→ **Source text**:
######
Hi Yonik,

There is a case where I'm expecting at peak season around 36M doc per day, at 
hourly level peaking to 2-3M per hr. Now I need to do some processing of those 
docs before I index them. Then based on the performance figure of indexing I 
saw in http://wiki.apache.org/solr/SolrPerformanceFactors (the embedded vs http 
post section) - it looks like it would take more than 2 hr index a 3M records 
using 4 machine. So I thought it would be difficult to achieve my goal only 
through Solr I need something else to further increasing the parallel 
processing.

All together the doc size targeted would be around average 3B (the size would 
be around 300 Gb). The docs would get constantly added and deleted every day 
basis at an average rate of 8M per day peak being 36M. Now considering around 
10 boxes, every box need to store around 250M docs.


Regards,
Sourav



-----Original Message-----
From: [EMAIL PROTECTED] [mailto:[EMAIL PROTECTED] On Behalf Of Yonik Seeley
Sent: Friday, November 28, 2008 5:38 PM
To: solr-user@lucene.apache.org
Subject: Re: Using Solr with Hadoop ....

The indexing rate you need to achieve should be equal to the rate that
new documents are produced.  It shouldn't matter much how long it
takes to index 3-6M documents the first time (within reason), given
that you only need to do it once/occasionally.  What is that rate
(i.e. why do you think you can't do it on a single box)?

For the scale of documents you are talking about, hadoop sounds like
it would complicate things more than simplify them.
######
→ **Supplied data**:
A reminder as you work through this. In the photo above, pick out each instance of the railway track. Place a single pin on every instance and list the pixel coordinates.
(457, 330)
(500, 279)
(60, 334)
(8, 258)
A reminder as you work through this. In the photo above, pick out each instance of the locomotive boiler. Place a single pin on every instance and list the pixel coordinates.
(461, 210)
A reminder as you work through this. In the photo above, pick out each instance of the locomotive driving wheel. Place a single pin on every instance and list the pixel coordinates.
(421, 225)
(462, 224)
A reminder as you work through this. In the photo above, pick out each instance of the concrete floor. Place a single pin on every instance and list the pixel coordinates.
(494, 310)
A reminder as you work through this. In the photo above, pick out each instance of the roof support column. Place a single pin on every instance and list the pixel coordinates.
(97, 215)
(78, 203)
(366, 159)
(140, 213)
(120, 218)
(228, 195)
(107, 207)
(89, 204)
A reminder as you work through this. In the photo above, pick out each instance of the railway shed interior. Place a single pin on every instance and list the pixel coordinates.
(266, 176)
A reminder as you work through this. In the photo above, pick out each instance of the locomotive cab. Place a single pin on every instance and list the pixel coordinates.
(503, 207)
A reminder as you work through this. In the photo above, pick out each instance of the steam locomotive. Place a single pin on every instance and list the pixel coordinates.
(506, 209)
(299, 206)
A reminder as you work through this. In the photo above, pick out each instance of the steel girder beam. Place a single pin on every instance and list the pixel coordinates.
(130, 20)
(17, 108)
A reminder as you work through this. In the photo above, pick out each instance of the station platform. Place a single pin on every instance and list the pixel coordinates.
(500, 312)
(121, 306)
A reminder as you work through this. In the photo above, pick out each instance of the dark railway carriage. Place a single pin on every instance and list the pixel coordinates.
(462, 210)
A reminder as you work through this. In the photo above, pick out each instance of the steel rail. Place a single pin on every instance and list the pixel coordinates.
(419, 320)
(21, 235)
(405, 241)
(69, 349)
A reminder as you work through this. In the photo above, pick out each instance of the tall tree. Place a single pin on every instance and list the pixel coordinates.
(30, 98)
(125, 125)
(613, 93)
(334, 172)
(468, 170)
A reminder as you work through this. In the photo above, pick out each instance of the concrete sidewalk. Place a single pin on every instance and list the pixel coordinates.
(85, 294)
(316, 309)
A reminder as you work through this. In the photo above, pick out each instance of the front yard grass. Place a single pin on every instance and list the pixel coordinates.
######
→ **What you will do**:
**A.** Answer these from the Solr indexing thread:
(i) How many documents per day does the writer expect at peak season?
(ii) About how many boxes does the writer consider, and how many documents would each box need to store?
(iii) According to the reply, what should the indexing rate be equal to?
**B.** Gather each line of the listing that holds the string "interior", and copy every such line in full.

→ **Results of the exercise**:
**A.**
(i) Around 36M documents per day.
(ii) Around 10 boxes, each storing around 250M documents.
(iii) The rate that new documents are produced.

**B.**
A reminder as you work through this. In the photo above, pick out each instance of the railway shed interior. Place a single pin on every instance and list the pixel coordinates.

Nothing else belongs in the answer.